#### Problem to solve:
Output each record exactly. Leave none out.
----- Data for processing -----
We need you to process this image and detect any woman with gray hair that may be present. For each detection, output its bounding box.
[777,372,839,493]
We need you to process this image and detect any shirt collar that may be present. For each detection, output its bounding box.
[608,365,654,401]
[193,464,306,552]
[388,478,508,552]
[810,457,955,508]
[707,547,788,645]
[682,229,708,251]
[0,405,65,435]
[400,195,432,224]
-----
#### Problem solution:
We need you to process this image and detect any woman with gray hair that may be present. For each detection, output its bounding box.
[777,372,839,493]
We need you to process this image and detect any shirt collar that may be present. For each detection, output its bounding box.
[608,365,654,401]
[193,464,306,552]
[388,478,508,552]
[810,457,955,508]
[707,547,788,645]
[682,229,708,251]
[0,405,65,435]
[400,195,432,224]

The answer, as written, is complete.